## Written problem
Copy out the listing exactly.

..............................

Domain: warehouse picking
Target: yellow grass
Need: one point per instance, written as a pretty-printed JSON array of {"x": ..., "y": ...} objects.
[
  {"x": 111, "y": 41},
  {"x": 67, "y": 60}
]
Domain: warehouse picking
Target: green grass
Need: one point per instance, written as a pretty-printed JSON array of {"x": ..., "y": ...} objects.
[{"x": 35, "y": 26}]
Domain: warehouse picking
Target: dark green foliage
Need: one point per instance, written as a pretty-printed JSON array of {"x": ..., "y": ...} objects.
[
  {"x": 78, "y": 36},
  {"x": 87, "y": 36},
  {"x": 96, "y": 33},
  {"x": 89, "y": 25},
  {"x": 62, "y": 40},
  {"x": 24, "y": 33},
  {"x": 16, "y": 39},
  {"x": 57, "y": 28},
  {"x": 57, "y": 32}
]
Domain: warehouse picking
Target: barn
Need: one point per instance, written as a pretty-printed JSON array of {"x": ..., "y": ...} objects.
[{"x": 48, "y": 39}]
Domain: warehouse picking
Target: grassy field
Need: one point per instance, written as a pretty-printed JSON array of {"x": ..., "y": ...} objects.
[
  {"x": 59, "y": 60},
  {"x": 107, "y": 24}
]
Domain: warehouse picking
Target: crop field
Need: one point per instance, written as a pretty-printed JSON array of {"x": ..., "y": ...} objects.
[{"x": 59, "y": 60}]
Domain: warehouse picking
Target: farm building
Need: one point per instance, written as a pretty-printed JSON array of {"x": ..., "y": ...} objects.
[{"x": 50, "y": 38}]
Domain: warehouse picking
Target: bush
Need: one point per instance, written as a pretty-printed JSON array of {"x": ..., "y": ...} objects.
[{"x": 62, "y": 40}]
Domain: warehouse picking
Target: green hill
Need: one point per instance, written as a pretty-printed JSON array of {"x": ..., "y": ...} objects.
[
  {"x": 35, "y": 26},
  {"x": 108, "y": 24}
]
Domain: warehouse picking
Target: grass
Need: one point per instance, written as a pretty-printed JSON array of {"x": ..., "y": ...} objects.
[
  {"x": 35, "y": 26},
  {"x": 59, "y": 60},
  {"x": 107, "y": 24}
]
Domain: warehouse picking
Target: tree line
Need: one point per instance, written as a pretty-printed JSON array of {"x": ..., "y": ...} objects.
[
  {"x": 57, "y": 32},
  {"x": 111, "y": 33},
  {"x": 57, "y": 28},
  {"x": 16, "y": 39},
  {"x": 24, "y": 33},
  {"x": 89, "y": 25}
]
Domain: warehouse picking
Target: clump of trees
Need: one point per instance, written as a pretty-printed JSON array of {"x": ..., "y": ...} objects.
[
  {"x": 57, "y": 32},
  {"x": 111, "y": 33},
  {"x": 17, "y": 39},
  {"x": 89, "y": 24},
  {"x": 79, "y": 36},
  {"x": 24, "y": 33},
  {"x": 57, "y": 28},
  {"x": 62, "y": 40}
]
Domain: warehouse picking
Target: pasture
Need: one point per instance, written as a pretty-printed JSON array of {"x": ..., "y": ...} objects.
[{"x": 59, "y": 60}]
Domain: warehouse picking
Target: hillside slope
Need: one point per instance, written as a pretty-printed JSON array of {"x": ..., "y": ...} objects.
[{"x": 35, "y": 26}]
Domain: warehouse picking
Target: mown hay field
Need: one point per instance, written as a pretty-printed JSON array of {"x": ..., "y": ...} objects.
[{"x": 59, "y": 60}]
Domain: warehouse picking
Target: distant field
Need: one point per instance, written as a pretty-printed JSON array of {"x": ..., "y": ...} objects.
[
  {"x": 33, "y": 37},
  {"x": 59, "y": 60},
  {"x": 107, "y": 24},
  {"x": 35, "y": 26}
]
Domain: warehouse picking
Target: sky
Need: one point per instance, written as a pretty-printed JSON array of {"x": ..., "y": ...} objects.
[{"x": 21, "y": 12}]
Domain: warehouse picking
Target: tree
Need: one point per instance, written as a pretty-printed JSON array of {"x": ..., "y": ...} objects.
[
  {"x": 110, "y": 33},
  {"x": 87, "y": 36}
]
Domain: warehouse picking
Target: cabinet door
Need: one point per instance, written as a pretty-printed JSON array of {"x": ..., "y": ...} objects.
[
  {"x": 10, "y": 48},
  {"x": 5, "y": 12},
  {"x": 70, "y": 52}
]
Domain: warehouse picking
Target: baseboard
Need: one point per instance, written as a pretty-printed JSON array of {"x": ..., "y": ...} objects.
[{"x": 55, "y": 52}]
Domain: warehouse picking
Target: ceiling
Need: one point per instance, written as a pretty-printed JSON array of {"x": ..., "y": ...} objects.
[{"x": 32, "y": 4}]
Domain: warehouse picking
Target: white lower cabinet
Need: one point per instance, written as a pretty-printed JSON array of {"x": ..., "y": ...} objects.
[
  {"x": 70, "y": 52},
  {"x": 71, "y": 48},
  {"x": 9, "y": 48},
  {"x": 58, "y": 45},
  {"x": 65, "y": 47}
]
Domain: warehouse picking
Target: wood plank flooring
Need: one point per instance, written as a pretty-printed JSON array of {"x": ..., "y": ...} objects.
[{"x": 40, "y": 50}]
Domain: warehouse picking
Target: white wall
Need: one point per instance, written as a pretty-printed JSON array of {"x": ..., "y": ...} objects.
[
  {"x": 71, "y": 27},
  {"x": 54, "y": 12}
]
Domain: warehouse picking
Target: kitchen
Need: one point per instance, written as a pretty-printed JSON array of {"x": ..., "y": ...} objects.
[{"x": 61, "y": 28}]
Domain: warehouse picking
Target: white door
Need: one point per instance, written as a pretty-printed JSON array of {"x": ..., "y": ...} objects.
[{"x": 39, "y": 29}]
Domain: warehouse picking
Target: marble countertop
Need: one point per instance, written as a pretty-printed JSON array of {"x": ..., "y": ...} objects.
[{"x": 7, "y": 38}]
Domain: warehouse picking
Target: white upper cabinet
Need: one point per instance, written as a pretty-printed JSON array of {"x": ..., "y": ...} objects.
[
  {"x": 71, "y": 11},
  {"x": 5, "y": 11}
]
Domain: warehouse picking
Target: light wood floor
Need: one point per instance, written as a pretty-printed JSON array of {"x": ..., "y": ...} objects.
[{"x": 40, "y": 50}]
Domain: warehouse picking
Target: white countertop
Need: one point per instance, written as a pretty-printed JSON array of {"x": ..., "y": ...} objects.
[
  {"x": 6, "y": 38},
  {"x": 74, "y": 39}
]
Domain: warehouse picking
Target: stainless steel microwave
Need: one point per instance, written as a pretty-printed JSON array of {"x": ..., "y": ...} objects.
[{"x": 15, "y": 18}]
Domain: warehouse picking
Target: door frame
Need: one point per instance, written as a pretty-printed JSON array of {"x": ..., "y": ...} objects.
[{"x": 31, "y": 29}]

..............................

## Complete answer
Domain: warehouse picking
Target: yellow grass
Need: one point per instance, written as a pretty-printed JSON array of {"x": ..., "y": ...} objects.
[
  {"x": 111, "y": 41},
  {"x": 67, "y": 60}
]
Domain: warehouse picking
Target: green grass
Need: one point per instance, written as a pretty-printed JSON array of {"x": ..., "y": ...} objects.
[{"x": 35, "y": 26}]
Domain: warehouse picking
Target: dark green foliage
Need: one point per instance, written as a pretty-printed JSON array of {"x": ..., "y": ...} objects.
[
  {"x": 78, "y": 36},
  {"x": 87, "y": 36},
  {"x": 96, "y": 33},
  {"x": 89, "y": 25},
  {"x": 62, "y": 40},
  {"x": 24, "y": 33},
  {"x": 16, "y": 39},
  {"x": 57, "y": 28},
  {"x": 57, "y": 32}
]
Domain: warehouse picking
Target: barn
Need: one point per instance, written as a pretty-printed JSON array of {"x": ..., "y": ...} objects.
[{"x": 48, "y": 39}]
Domain: warehouse picking
Target: grassy field
Need: one point per instance, written as a pretty-printed JSON array of {"x": ..., "y": ...} objects.
[
  {"x": 59, "y": 60},
  {"x": 107, "y": 24}
]
Domain: warehouse picking
Target: crop field
Need: one point per instance, written as a pretty-printed JSON array of {"x": ..., "y": ...} objects.
[{"x": 59, "y": 60}]
Domain: warehouse picking
Target: farm building
Need: one point per instance, written as a pretty-printed JSON array of {"x": ..., "y": ...} objects.
[{"x": 50, "y": 38}]
Domain: warehouse picking
Target: bush
Need: one point per instance, written as a pretty-printed JSON array of {"x": ..., "y": ...} objects.
[{"x": 62, "y": 40}]
Domain: warehouse picking
Target: green hill
Need: one point per instance, written as a pretty-printed JSON array of {"x": ..., "y": ...} objects.
[
  {"x": 35, "y": 26},
  {"x": 108, "y": 24}
]
Domain: warehouse picking
Target: grass
Need: one point per instance, written as a pretty-printed JSON array of {"x": ..., "y": ...} objects.
[
  {"x": 35, "y": 26},
  {"x": 59, "y": 60},
  {"x": 107, "y": 24}
]
Domain: warehouse picking
Target: tree line
Need: one point per instance, written as a pretty-printed JSON array of {"x": ..., "y": ...} objects.
[
  {"x": 57, "y": 32},
  {"x": 111, "y": 33},
  {"x": 57, "y": 28},
  {"x": 16, "y": 39},
  {"x": 24, "y": 33},
  {"x": 89, "y": 25}
]
Domain: warehouse picking
Target: clump of trees
Need: one point per instance, written as a pretty-printed JSON array of {"x": ..., "y": ...} objects.
[
  {"x": 57, "y": 32},
  {"x": 111, "y": 33},
  {"x": 17, "y": 39},
  {"x": 89, "y": 24},
  {"x": 79, "y": 36},
  {"x": 24, "y": 33},
  {"x": 57, "y": 28},
  {"x": 62, "y": 40}
]
Domain: warehouse picking
Target: pasture
Need: one point per instance, written as a pretty-printed JSON array of {"x": ..., "y": ...} objects.
[{"x": 59, "y": 60}]
Domain: warehouse picking
Target: hillside slope
Need: one point per instance, written as a pretty-printed JSON array of {"x": ..., "y": ...} objects.
[{"x": 35, "y": 26}]
Domain: warehouse picking
Target: mown hay field
Need: one point per instance, written as a pretty-printed JSON array of {"x": ..., "y": ...} objects.
[{"x": 59, "y": 60}]
Domain: warehouse picking
Target: distant field
Need: one point per instance, written as a pretty-printed JSON array of {"x": ..., "y": ...} objects.
[
  {"x": 33, "y": 37},
  {"x": 59, "y": 60},
  {"x": 107, "y": 24},
  {"x": 35, "y": 26}
]
Domain: warehouse picking
Target: sky
Need: one point per instance, written as a pretty-printed JSON array of {"x": ..., "y": ...} objects.
[{"x": 21, "y": 12}]
Domain: warehouse picking
Target: tree
Need: one point per instance, written as a pretty-printed JSON array of {"x": ..., "y": ...} objects.
[
  {"x": 110, "y": 33},
  {"x": 87, "y": 36}
]
Domain: warehouse picking
Target: cabinet door
Need: one point per instance, written as a pretty-printed JSON array of {"x": ..., "y": ...} objects.
[
  {"x": 10, "y": 48},
  {"x": 5, "y": 12},
  {"x": 70, "y": 52}
]
Domain: warehouse picking
Target: baseboard
Need: one point per instance, written as a pretty-printed JSON array of {"x": ..., "y": ...} objects.
[{"x": 55, "y": 52}]
Domain: warehouse picking
Target: ceiling
Need: one point per instance, written as a pretty-printed JSON array of {"x": ..., "y": ...} objects.
[{"x": 32, "y": 4}]
Domain: warehouse picking
Target: white lower cabinet
Need: one point per instance, written as a pretty-printed JSON array of {"x": ..., "y": ...} objects.
[
  {"x": 70, "y": 52},
  {"x": 71, "y": 48},
  {"x": 9, "y": 48},
  {"x": 58, "y": 45},
  {"x": 65, "y": 47}
]
Domain: warehouse picking
Target: wood plank flooring
Need: one point per instance, written as a pretty-printed JSON array of {"x": ..., "y": ...} objects.
[{"x": 40, "y": 50}]
Domain: warehouse picking
Target: white wall
Need: one point per instance, written as a pretty-printed JSON array of {"x": ..., "y": ...} objects.
[
  {"x": 71, "y": 27},
  {"x": 54, "y": 12}
]
Domain: warehouse picking
Target: kitchen
Need: one point per instance, written as a pretty-printed JSON array of {"x": ..., "y": ...} objects.
[{"x": 61, "y": 28}]
Domain: warehouse picking
Target: white door
Need: one point per instance, written as a pretty-printed JSON array of {"x": ..., "y": ...} objects.
[{"x": 39, "y": 29}]
Domain: warehouse picking
Target: marble countertop
Need: one point per instance, written as a pretty-printed JSON array of {"x": ..., "y": ...} objects.
[{"x": 7, "y": 38}]
Domain: warehouse picking
Target: white upper cabinet
Need: one point per instance, written as a pretty-printed JSON array of {"x": ..., "y": ...} objects.
[
  {"x": 71, "y": 11},
  {"x": 5, "y": 11}
]
Domain: warehouse picking
Target: light wood floor
Need: one point per instance, written as a pretty-printed JSON array of {"x": ..., "y": ...} objects.
[{"x": 40, "y": 50}]
Domain: warehouse picking
Target: white countertop
Need: one point per instance, written as a pretty-printed JSON array of {"x": ..., "y": ...} objects.
[
  {"x": 6, "y": 38},
  {"x": 74, "y": 39}
]
Domain: warehouse picking
Target: stainless steel microwave
Need: one point per instance, written as a pretty-printed JSON array of {"x": ..., "y": ...} objects.
[{"x": 15, "y": 18}]
Domain: warehouse picking
Target: door frame
Need: one point per instance, written as a pretty-printed JSON array of {"x": ..., "y": ...} objects.
[{"x": 31, "y": 29}]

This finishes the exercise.